• EXTRACT
=== Begin Enclosure ===

Performance of multimodal large language models on image-based surgical anatomy, anatomical pathology, and radiology questions.
Authors
Affiliations (3)
Affiliations (3)
- Medical Education, School of Medicine and Dentistry, Griffith University, Southport, Queensland, Australia.
- Gold Coast University Hospital, Southport, Queensland, Australia.
- Logan Hospital, Meadowbrook, Queensland, Australia.
Abstract
Multimodal large language models (LLMs) are now deeply integrated into medical education and widely used by medical students, yet it remains unclear whether current models possess the accuracy and reliability needed to support image-based learning. We evaluated four state-of-the-art multimodal LLMs (ChatGPT-5.1, Gemini-2.5, Grok-4, Claude Sonnet-4.5) on 208 image-based examination questions from a Doctor of Medicine program, spanning anatomical pathology (histopathology; 47.6%), radiology (31.7%), and surgical anatomy (20.7%). To isolate visual reasoning, all items were presented in image-only form with contextual information removed. Items covered seven organ systems, included both constructed-response and selected-response formats, and were categorized as recognition-only or recognition-plus-reasoning. ChatGPT-5.1 achieved the highest accuracy (75.5%; 95% CI [69.2-80.8]), followed by Gemini-2.5 (59.6%; 95% CI [52.8-66.1]), Claude Sonnet-4.5 (41.8%; 95% CI [35.3-48.6]), and Grok-4 (34.6%; 95% CI [28.5-41.3]). Overall model performance differed significantly (p < 0.001; Cramér's V = 0.45). Pairwise McNemar comparisons showed significant differences between ChatGPT-5.1 and all other models (all p < 0.001; effect sizes 15.9-40.9 percentage points). Subgroup analyses demonstrated a consistent hierarchy (ChatGPT > Gemini > Claude ≈ Grok) across different categories. Accuracy was uniformly higher for recognition-only and selected-response items. Even the best-performing model, ChatGPT-5.1, answered approximately one in four questions incorrectly. These findings suggest that current multimodal LLMs cannot yet replace expert teaching in image-based learning. Their use in medical education should therefore remain supervised and critically appraised, serving as adjuncts rather than authoritative sources.

=== End Enclosure ===

• EXERCISE OBJECTIVE
Write out, word for word, the passage of the abstract on multimodal language models that begins with the words containing "Performance of multimodal" and ends with "Hospital, Southport, Queensland, Australia.".

• DATA
=== Begin Enclosure ===

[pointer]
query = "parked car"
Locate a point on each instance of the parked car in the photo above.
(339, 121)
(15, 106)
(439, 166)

=== End Enclosure ===

• SOLUTION
Performance of multimodal large language models on image-based surgical anatomy, anatomical pathology, and radiology questions.
Authors
Affiliations (3)
Affiliations (3)
- Medical Education, School of Medicine and Dentistry, Griffith University, Southport, Queensland, Australia.
- Gold Coast University Hospital, Southport, Queensland, Australia.